When you copy the material below, keep every line exact and drop the pictures.

▸ EXTRACTED ENTRIES

▶

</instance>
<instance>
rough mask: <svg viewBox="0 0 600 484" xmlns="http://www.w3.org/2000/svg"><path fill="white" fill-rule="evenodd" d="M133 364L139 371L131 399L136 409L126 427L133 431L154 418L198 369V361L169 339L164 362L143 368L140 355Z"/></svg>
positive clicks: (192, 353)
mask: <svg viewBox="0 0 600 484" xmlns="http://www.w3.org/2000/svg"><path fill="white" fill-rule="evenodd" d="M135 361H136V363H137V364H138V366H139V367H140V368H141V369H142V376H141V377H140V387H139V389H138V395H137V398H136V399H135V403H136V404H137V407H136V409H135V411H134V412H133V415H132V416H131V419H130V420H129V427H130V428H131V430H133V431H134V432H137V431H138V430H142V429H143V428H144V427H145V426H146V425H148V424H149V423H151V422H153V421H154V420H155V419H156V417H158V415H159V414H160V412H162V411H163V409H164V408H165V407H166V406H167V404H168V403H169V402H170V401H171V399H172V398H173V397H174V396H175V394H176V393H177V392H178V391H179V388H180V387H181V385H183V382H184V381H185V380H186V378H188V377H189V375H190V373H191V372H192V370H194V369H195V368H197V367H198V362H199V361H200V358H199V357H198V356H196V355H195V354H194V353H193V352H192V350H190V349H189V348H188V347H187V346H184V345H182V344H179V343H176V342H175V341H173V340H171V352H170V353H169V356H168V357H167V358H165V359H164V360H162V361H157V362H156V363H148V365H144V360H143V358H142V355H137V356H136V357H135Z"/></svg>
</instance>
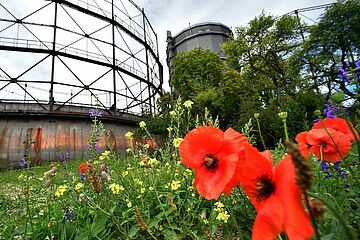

◀

▸ EXPECTED ANSWER
</instance>
<instance>
rough mask: <svg viewBox="0 0 600 484" xmlns="http://www.w3.org/2000/svg"><path fill="white" fill-rule="evenodd" d="M133 364L139 371L131 399L136 409L126 427L133 431L154 418L198 369V361L169 339L164 362L143 368L140 355Z"/></svg>
positive clicks: (192, 353)
mask: <svg viewBox="0 0 600 484" xmlns="http://www.w3.org/2000/svg"><path fill="white" fill-rule="evenodd" d="M135 361H136V363H137V364H138V366H139V367H140V368H141V369H142V376H141V377H140V387H139V389H138V395H137V398H136V399H135V403H136V404H137V407H136V409H135V411H134V412H133V415H132V416H131V419H130V420H129V427H130V428H131V430H133V431H134V432H137V431H138V430H142V429H143V428H144V427H145V426H146V425H148V424H149V423H151V422H153V421H154V420H155V419H156V417H158V415H159V414H160V412H162V411H163V409H164V408H165V407H166V406H167V404H168V403H169V402H170V401H171V399H172V398H173V397H174V396H175V394H176V393H177V392H178V391H179V388H180V387H181V385H183V382H184V381H185V380H186V378H188V377H189V375H190V373H191V372H192V370H194V369H195V368H197V367H198V362H199V361H200V358H199V357H198V356H196V355H195V354H194V353H193V352H192V350H190V349H189V348H188V347H187V346H184V345H182V344H179V343H176V342H175V341H173V340H171V352H170V353H169V356H168V357H167V358H165V359H164V360H162V361H157V362H156V363H148V365H144V360H143V358H142V355H137V356H136V357H135Z"/></svg>
</instance>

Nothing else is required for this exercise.